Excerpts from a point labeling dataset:
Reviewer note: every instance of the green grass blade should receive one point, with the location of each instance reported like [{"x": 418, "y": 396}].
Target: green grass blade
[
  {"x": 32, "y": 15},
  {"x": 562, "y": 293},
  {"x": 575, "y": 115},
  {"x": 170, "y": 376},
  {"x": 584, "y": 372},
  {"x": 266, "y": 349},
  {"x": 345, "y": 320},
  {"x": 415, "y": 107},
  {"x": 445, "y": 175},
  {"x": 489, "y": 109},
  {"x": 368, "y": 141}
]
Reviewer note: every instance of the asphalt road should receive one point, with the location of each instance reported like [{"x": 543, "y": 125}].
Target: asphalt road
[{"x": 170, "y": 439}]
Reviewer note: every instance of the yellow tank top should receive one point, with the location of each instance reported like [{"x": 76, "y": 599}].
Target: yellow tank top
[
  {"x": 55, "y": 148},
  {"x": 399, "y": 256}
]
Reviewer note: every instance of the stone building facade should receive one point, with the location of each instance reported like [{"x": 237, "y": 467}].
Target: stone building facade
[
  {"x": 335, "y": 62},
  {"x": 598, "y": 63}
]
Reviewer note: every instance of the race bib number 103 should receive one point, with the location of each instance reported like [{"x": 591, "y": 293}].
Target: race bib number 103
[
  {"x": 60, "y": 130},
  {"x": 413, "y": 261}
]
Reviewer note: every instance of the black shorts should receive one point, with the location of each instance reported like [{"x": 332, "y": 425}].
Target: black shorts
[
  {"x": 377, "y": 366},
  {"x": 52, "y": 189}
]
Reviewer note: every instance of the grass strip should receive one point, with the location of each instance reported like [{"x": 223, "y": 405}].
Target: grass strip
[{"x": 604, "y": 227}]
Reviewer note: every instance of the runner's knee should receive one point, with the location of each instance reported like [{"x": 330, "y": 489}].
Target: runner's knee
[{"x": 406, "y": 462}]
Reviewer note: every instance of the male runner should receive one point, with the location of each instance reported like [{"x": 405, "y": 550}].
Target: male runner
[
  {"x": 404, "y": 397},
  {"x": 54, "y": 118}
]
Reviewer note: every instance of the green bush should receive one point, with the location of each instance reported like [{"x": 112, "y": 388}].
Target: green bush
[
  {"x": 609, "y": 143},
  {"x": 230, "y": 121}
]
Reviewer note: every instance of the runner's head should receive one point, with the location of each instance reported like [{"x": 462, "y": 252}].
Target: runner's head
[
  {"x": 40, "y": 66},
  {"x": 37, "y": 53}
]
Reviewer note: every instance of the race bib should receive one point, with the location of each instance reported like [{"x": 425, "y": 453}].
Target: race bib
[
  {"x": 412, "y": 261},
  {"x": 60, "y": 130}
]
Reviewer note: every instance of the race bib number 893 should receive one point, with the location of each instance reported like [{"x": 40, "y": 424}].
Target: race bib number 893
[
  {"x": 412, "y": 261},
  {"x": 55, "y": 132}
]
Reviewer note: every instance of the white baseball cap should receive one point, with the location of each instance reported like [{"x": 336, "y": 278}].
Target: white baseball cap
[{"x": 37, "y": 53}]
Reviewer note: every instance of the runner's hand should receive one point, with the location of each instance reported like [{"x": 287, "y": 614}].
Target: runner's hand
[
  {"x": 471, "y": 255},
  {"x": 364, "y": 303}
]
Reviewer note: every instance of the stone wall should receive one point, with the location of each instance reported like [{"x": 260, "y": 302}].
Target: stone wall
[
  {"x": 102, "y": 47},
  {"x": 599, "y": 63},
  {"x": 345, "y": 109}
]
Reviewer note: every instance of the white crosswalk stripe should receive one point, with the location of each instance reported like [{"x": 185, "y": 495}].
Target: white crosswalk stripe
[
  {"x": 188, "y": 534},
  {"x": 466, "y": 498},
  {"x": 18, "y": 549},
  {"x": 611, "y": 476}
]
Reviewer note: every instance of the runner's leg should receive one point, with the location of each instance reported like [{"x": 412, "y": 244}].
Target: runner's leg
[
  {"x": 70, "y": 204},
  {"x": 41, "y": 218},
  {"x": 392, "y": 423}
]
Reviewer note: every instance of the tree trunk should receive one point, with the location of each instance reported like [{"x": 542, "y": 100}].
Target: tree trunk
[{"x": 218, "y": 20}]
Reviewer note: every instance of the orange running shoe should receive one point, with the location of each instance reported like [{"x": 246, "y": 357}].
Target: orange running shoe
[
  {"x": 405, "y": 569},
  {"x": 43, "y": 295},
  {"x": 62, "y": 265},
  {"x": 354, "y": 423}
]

--- WORK TO COMPLETE ---
Print all of the material above again, line for line, with no changes.

--- EXERCISE RESULT ---
Reviewer note: every instance of the green grass blade should receive one point, with the location of each instance reported like [{"x": 418, "y": 396}].
Target: green grass blade
[
  {"x": 32, "y": 15},
  {"x": 562, "y": 293},
  {"x": 575, "y": 115},
  {"x": 170, "y": 376},
  {"x": 584, "y": 372},
  {"x": 266, "y": 349},
  {"x": 345, "y": 320},
  {"x": 415, "y": 107},
  {"x": 445, "y": 175},
  {"x": 489, "y": 109},
  {"x": 368, "y": 141}
]
Reviewer note: every instance of the asphalt road should receive one point, with the location of each instance reported like [{"x": 543, "y": 125}].
Target: asphalt road
[{"x": 170, "y": 439}]
Reviewer note: every instance of the yellow tank top should receive one point, with the location of each instance reported like [{"x": 76, "y": 599}].
Target: yellow tank top
[
  {"x": 55, "y": 148},
  {"x": 399, "y": 256}
]
Reviewer note: every instance of the stone building facade should receive one point, with the location of each instance reported like [{"x": 237, "y": 467}].
Target: stone building facade
[
  {"x": 335, "y": 62},
  {"x": 598, "y": 63}
]
Reviewer note: every instance of the race bib number 103 should receive one point, with the location of each instance reported like [{"x": 591, "y": 293}].
Target: race bib number 103
[
  {"x": 60, "y": 130},
  {"x": 413, "y": 261}
]
Reviewer note: every instance of the black shorts should receive one point, with the location of each instance reported like [{"x": 332, "y": 425}].
Target: black shorts
[
  {"x": 377, "y": 366},
  {"x": 52, "y": 189}
]
Reviewer note: every instance of the grass strip should receive one point, with the location of each instance reported like [{"x": 223, "y": 405}].
Target: grass strip
[{"x": 604, "y": 227}]
Reviewer note: every instance of the runner's knee should receive one point, with the location of each instance reported like [{"x": 330, "y": 489}].
Target: runner's knee
[{"x": 406, "y": 462}]
Reviewer note: every instance of the male runner should receive one point, with the location of each instance reported like [{"x": 405, "y": 550}].
Target: male runner
[
  {"x": 404, "y": 397},
  {"x": 54, "y": 118}
]
Reviewer note: every instance of the green bush should receive one point, with the location of each instance reported like [{"x": 112, "y": 388}].
Target: green bush
[
  {"x": 609, "y": 143},
  {"x": 230, "y": 121}
]
Reviewer note: every instance of the runner's head should receive one point, with the location of each instance reported like [{"x": 462, "y": 252}].
Target: runner's head
[
  {"x": 40, "y": 66},
  {"x": 37, "y": 53}
]
Reviewer note: every instance of the race bib should receive one point, with the location of each instance reported like [{"x": 425, "y": 453}].
Target: race bib
[
  {"x": 412, "y": 261},
  {"x": 60, "y": 130}
]
Reviewer note: every instance of the race bib number 893 should receive one point, with the location of each instance reported like [{"x": 40, "y": 424}].
Target: race bib number 893
[
  {"x": 412, "y": 261},
  {"x": 55, "y": 132}
]
Reviewer note: every instance of the white baseball cap should receive one point, with the location of each instance reported like [{"x": 336, "y": 278}].
Target: white baseball cap
[{"x": 37, "y": 53}]
Reviewer note: every instance of the runner's hand should receive one point, with the location of each instance reported like [{"x": 287, "y": 614}].
Target: runner's hand
[
  {"x": 471, "y": 255},
  {"x": 364, "y": 303}
]
Reviewer note: every instance of the stone wall should receive one point, with the location of each instance reported like [{"x": 260, "y": 302}].
Target: stone wall
[
  {"x": 102, "y": 47},
  {"x": 599, "y": 63},
  {"x": 345, "y": 109}
]
Reviewer note: every instance of the white crosswalk stripe should receive one point, with the location of each instance reported like [{"x": 185, "y": 495}].
Target: white crosswalk stripe
[
  {"x": 188, "y": 534},
  {"x": 466, "y": 498},
  {"x": 18, "y": 549},
  {"x": 611, "y": 476}
]
Reviewer note: every instance of the runner's leg should receive one point, with the location of each instance reported like [{"x": 412, "y": 244}].
Target: runner's leg
[
  {"x": 70, "y": 204},
  {"x": 41, "y": 218},
  {"x": 392, "y": 423}
]
Reviewer note: every instance of the tree trunk should receive one point, with the location of each instance reported like [{"x": 542, "y": 100}].
Target: tree trunk
[{"x": 218, "y": 20}]
Reviewer note: every instance of the orange running shoe should receive one point, with the location of each instance reported like [{"x": 246, "y": 357}].
Target: orange running shoe
[
  {"x": 405, "y": 569},
  {"x": 43, "y": 295},
  {"x": 62, "y": 265},
  {"x": 354, "y": 423}
]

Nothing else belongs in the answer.